Сколько телесных радостей растворилось в застольях. Сколько романов осталось в стаканах. Сколько любовных угаров завершилось банальным похмельем. Сколько рассветов прошло в беседах не о соловье и жаворонке, а о портвейне и пиве.
Попадались изредка и иные человеческие экземпляры, как мой рижский напарник по подсобным работам Коля Палёный — потаскун, всю жизнь изображавший горького пьяницу. Ненавидевший водку Коля белой магией маскировал черную, понимая, что алкоголизм гораздо более приемлемый порок в глазах коллег, начальства и жены, если вообще порок, а не национальное своеобразие. Почему кабацкие стихи Есенина любимы по сей день — в них пойман важный мотив: водка больше, чем напиток, это — идея.
В поговорке "Что у трезвого на уме, то у пьяного на языке" улавливается одобрительный оттенок: что думает человек, то и говорит. Открытый, прямой, простой. Наш. В этом — суть психоаналитического свойства водки. На том стоит институт собутыльничества, алкогольной дружбы. Водка — русский психоанализ.
Отсюда — серьезное к ней отношение. Вячеслав Всеволодович Иванов в застольной компании рассказывал со слов отца, как в начале 20-х тот пришел на банкет, устроенный для писателей каким-то меценатом (их называли "фармацевтами"). Случилось так, что в тот же вечер прием закатывал и другой фармацевт, так что к первому явились только Всеволод Иванов и Есенин. Они оглядели обильно накрытый стол, мысленно пересчитали бутылки и печально переглянулись: не одолеть. Тут Есенин без улыбки, спокойно и твердо сказал: "Не беспокойся. Между водкой будем пить коньяк. Коньяк сушит и трезвит".
Высокая поэзия российского алкоголя тесно связана с трудностями его добывания и поглощения. На этом построены самые пронзительные драматические страницы поэмы "Москва—Петушки". Если б мне пришлось участвовать в дурацкой игре, описанной в романе "Идиот" — когда надо признаться в самом постыдном своем поступке, — я бы рассказал, как мы рижской январской ночью собрали трясущимися руками гроши, как полчаса шли по морозу к заветной подворотне ресторана "Даугава", как приобрели у отделившейся от стенки тени бутылку и как я эту бутылку тут же уронил на асфальт. То, что я пишу эти строки, — свидетельство либо христианского милосердия моих товарищей, либо их алкогольного бессилия. Что часто трудноразличимо.

══════════════════════════════

ЗАДАНИЕ: Продолжите отрывок о водке в русской жизни, начав сразу после его последнего предложения. Следующий далее список взят из другого источника.

ИСХОДНЫЕ МАТЕРИАЛЫ:
══════════════════════════════

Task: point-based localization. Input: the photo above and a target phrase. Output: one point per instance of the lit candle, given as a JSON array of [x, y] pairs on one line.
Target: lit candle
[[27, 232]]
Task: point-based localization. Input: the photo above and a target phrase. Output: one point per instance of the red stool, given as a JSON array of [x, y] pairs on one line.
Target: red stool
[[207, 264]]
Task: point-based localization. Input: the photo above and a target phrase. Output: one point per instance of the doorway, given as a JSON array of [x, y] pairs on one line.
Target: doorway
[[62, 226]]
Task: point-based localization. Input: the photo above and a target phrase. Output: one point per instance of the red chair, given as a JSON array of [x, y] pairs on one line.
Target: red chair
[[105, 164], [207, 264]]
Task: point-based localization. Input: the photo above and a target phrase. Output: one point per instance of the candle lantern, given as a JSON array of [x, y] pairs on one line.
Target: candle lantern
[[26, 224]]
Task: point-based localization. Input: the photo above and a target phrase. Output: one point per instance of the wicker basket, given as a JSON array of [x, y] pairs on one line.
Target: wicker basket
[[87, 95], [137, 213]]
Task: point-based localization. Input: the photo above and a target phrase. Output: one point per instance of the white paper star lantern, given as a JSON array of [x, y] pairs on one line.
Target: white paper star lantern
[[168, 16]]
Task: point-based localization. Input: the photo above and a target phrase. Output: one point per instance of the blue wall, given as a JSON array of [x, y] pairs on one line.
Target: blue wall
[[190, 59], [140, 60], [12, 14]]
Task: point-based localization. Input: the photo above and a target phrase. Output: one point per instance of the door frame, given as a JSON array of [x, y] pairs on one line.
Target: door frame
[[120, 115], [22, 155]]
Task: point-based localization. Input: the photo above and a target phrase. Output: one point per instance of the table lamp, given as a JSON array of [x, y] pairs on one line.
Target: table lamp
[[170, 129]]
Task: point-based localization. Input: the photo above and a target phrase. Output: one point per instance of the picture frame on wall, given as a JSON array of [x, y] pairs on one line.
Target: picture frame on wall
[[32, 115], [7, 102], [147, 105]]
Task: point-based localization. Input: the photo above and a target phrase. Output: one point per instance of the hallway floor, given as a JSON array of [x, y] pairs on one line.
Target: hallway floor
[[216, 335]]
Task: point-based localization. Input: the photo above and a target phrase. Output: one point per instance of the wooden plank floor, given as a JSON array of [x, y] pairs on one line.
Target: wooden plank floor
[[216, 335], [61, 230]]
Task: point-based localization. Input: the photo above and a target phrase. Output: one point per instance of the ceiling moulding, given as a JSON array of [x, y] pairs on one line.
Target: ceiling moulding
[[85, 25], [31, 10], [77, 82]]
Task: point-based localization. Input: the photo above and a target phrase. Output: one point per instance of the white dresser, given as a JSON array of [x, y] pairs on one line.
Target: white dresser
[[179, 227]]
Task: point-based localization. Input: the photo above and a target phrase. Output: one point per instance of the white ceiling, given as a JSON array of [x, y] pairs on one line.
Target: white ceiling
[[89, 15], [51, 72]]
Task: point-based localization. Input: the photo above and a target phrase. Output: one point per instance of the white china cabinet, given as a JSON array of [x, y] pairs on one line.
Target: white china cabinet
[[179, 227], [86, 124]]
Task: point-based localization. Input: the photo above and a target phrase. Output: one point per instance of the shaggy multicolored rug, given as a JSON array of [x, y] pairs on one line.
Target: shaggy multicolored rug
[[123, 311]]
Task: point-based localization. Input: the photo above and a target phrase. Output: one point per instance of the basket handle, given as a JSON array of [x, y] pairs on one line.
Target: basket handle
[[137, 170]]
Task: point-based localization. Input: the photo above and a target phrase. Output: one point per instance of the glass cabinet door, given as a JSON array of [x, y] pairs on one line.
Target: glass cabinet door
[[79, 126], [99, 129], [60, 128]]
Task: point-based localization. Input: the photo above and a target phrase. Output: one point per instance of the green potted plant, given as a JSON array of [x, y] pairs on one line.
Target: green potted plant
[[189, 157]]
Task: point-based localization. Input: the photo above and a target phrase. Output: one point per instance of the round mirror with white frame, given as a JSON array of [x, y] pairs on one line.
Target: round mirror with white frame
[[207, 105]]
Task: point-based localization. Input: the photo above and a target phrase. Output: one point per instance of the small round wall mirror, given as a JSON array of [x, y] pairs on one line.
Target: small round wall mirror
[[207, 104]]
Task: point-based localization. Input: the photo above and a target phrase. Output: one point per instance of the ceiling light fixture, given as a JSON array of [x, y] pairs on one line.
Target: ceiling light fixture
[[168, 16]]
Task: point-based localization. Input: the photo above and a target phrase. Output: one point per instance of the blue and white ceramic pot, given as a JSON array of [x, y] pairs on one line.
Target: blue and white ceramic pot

══════════════════════════════

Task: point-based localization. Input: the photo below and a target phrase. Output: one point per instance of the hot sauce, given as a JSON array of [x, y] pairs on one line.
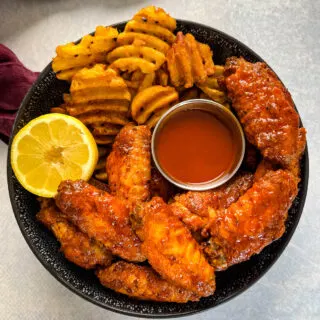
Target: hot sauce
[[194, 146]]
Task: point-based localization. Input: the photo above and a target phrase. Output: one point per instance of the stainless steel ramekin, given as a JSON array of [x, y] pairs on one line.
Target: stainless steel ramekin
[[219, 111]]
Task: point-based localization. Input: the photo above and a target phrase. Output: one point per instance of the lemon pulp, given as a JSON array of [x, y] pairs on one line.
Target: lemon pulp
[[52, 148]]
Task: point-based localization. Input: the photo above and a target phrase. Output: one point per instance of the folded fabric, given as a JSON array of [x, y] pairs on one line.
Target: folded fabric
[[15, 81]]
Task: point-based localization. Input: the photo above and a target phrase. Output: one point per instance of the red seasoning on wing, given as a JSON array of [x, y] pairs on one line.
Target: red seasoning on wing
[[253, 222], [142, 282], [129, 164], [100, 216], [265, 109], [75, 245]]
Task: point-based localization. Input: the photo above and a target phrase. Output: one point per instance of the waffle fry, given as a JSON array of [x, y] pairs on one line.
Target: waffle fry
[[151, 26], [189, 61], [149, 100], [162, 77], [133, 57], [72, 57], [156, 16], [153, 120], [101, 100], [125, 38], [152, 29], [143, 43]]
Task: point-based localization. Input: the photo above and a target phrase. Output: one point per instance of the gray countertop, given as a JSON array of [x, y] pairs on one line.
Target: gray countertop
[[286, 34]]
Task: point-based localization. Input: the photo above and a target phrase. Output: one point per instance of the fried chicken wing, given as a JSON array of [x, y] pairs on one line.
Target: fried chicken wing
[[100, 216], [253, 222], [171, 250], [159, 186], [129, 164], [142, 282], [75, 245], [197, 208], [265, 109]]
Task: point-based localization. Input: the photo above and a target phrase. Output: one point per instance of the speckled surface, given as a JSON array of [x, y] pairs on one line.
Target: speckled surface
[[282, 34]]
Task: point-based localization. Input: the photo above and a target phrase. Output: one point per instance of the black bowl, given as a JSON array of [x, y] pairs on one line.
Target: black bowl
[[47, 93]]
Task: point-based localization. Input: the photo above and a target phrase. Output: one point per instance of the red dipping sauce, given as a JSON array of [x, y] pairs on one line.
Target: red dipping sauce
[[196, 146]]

══════════════════════════════

ОТВЕТ:
Корчагинское преодоление питьевых трудностей наблюдалось даже в безвоздушном пространстве. Через двадцать лет после своих полетов космонавт Гречко рассказал, как проносили коньяк на корабли "Союз", как прятали бутылки на орбитальных станциях "Салют", как в вакууме содержимое не хотело выливаться до конца, но законы физики были посрамлены знанием и смекалкой. На велосипедном заводе "Саркана Звайгзне" меня, ученика токаря, первым делом натаскали готовить клей "БФ-2". Его следовало налить в специально выточенный для этого цилиндр из нержавейки, зажать цилиндр в станок, включить 1200 оборотов, через полторы минуты развинтить, сгусток выбросить, а остальное процедить через чистую ветошь. И мне, и доктору физико-математических наук, дважды Герою Советского Союза Гречко было непросто, но мы справились. В народе накоплен большой опыт в умении загнать себя в катастрофу, чтобы потом героически из нее выбираться.
Мариенгоф рассказывает: "В последние месяцы своего страшного существования Есенин бывал человеком не больше одного часа в сутки. А порой и меньше". Мы понимаем, как он пил, но — что? "Он пил свой есенинский коктейль: половина стакана водки, половина — пива. Это был любимый напиток наших нижегородских семинаристов. Они называли его "ершом".
Через тридцать лет после алкогольного самоубийства Есенина друг все еще потрясен вульгарностью его вкуса. Интересно, кому это в середине 50-х нужно было пояснять, что такое ерш, ставя его в кавычки? Характеристика не только дворянского воспитания Мариенгофа, но и питьевого обихода Есенина, который вообще-то предпочитал шампанское, но любил поразить Изадору, того же близкого приятеля и прочую благородную публику простотой нравов.
Ерш шел разве что по праздникам на "Саркана Звайгзне", где после клея "БФ-2" лиловый денатурат, украшенный черепом с костями и надписью "Пить нельзя — яд!", вполне оправдывал свое название — рабочий коньяк "Три косточки". Не говоря уж об истинных амброзиях, которые я потом смаковал в армии: туалетная вода "Свежесть", "Огуречный" лосьон ("выпил — закусил"). В пожарной охране мои коллеги-хуторяне приносили денатуратного цвета самогон, одного запаха которого не вынесла бы никакая Изадора.
По закону противодействия (некоторые законы физики в России все-таки действуют) бедности и алкогольным запретам, "самогонный спирт" тек уже не рекой, как у Есенина, а разливался океанами. В горбачевские минеральные времена в дело вовлеклись и городские гуманитарии, а до того — всесоюзная деревня. Хотя в десятом классе и мы с Толей Поликановым успешно экспериментировали с яблочной брагой Толиного отца. Я придумал конструкцию из кастрюли на газовой конфорке, глубокой тарелки и тазика с холодной водой: не зря, стало быть, в девятом выиграл городскую олимпиаду по физике. От Толи был исходный продукт, ноу-хау — от меня.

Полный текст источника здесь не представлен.